#### Document excerpt
══════

← Back to all jobs

Senior Research Engineer Multimodal Video Foundation Model

Tether logo

Tether

📍 Zürich, CH💰 $90k - $150k🕐 Posted 2 months ago
Data ScientistRemoteMachine LearningPythonDeep LearningComputer VisionAI Research
Apply

Job Description

About Tether

At Tether, we're not just building products, we're pioneering a global financial revolution. Our cutting-edge solutions empower businesses—from exchanges and wallets to payment processors and ATMs—to seamlessly integrate reserve-backed tokens across blockchains. By harnessing the power of blockchain technology, Tether enables you to store, send, and receive digital tokens instantly, securely, and globally, all at a fraction of the cost. Transparency is the bedrock of everything we do, ensuring trust in every transaction.

About the Role

As a member of the AI model team, you will drive innovation in architecture development for cutting-edge models of various scales, including small, large, and multi-modal systems. Your work will enhance intelligence, improve efficiency, and introduce new capabilities to advance the field.

You will have a deep expertise in video generation model architectures with a hands-on, research-driven approach. Your mission is to explore and implement novel techniques and algorithms that lead to groundbreaking advancements: data curation, strengthening baselines, identifying and resolving existing pre-training bottlenecks to push the limits of model performance.

══════

#### What to work on
(a) Translate this sentence from the job posting into Spanish: "Transparency is the bedrock of everything we do, ensuring trust in every transaction."
(b) Reproduce the job posting word for word, starting at "About Tether" and ending at "advance the field.".
The lines that come next are separate material and are not part of the job posting.

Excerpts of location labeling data
══════

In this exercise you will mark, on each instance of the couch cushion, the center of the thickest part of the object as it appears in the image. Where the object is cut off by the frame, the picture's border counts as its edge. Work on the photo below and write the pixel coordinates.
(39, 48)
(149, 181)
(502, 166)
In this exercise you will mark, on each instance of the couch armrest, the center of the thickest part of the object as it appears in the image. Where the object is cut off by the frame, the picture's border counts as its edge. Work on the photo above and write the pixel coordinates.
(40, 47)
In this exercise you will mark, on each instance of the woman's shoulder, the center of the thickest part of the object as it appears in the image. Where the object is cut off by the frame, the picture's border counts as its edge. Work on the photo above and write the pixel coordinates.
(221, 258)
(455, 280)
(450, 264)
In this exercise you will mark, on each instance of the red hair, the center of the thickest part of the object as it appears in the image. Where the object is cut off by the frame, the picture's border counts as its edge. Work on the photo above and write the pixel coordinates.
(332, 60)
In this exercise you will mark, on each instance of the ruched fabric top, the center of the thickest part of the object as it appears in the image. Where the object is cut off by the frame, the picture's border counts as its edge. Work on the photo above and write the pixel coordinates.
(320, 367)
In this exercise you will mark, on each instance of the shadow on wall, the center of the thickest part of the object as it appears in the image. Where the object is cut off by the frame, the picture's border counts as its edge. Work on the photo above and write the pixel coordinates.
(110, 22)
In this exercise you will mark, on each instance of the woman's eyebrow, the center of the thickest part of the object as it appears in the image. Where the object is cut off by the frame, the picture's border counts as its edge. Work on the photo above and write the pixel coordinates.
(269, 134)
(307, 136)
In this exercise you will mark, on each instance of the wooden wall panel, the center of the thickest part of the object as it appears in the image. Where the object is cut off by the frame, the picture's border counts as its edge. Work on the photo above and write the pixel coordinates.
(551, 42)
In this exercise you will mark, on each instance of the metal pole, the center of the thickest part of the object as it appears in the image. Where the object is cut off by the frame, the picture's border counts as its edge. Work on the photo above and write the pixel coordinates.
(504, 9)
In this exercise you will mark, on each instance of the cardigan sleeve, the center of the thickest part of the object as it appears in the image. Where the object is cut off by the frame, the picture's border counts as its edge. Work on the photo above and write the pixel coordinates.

══════

#### Solution list
(a) La transparencia es la base de todo lo que hacemos y garantiza la confianza en cada transacción.

(b)
About Tether

At Tether, we're not just building products, we're pioneering a global financial revolution. Our cutting-edge solutions empower businesses—from exchanges and wallets to payment processors and ATMs—to seamlessly integrate reserve-backed tokens across blockchains. By harnessing the power of blockchain technology, Tether enables you to store, send, and receive digital tokens instantly, securely, and globally, all at a fraction of the cost. Transparency is the bedrock of everything we do, ensuring trust in every transaction.

About the Role

As a member of the AI model team, you will drive innovation in architecture development for cutting-edge models of various scales, including small, large, and multi-modal systems. Your work will enhance intelligence, improve efficiency, and introduce new capabilities to advance the field.